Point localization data
------------------------------------

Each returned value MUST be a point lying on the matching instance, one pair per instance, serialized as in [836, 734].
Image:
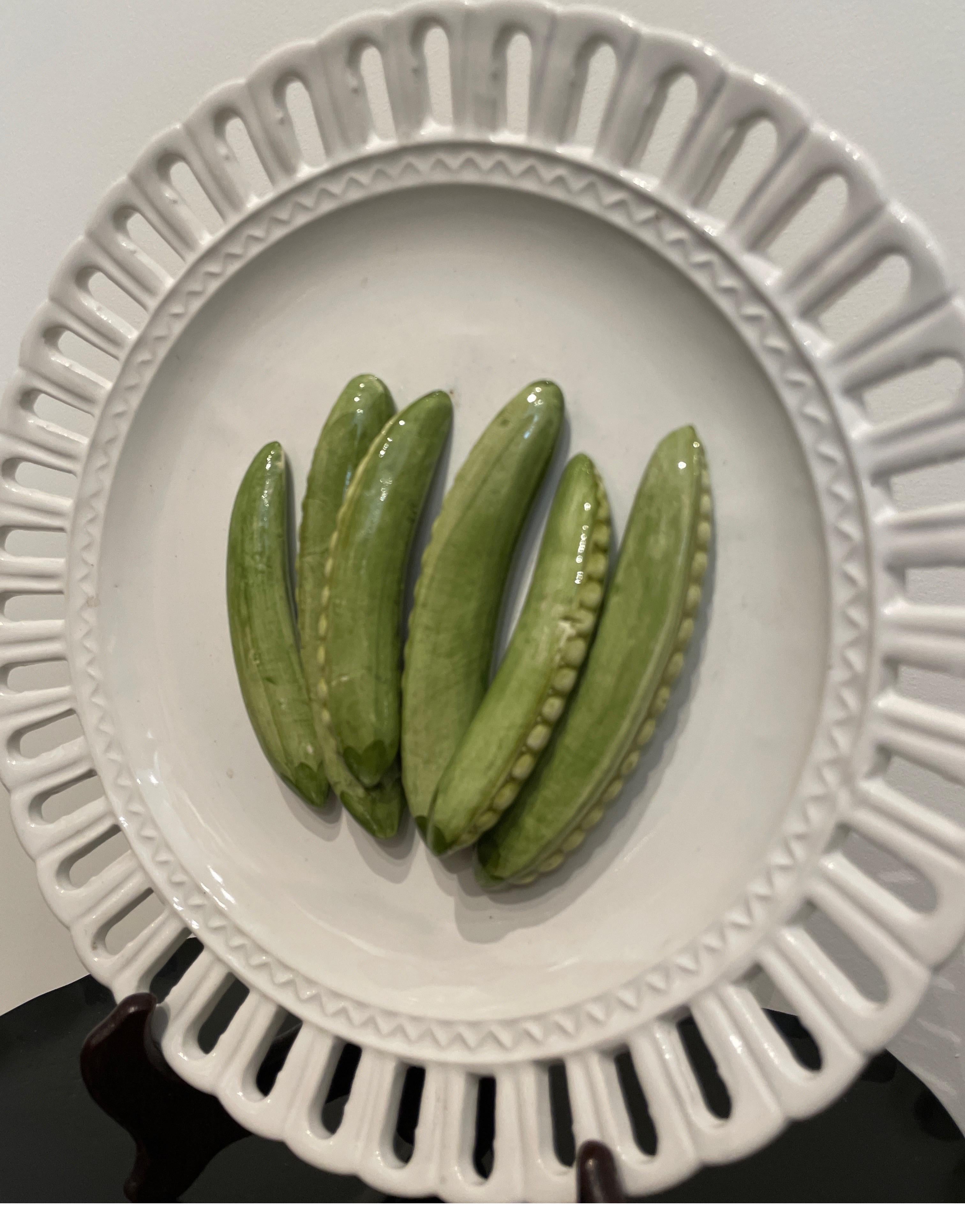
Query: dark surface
[177, 1130]
[885, 1140]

------------------------------------

_Exercise description:_
Restate the entries above word for word, and keep the pictures out.

_Task answer:_
Each returned value MUST be a point lying on the matching instance, one pair per instance, serialized as in [836, 734].
Image:
Query: dark surface
[177, 1130]
[885, 1140]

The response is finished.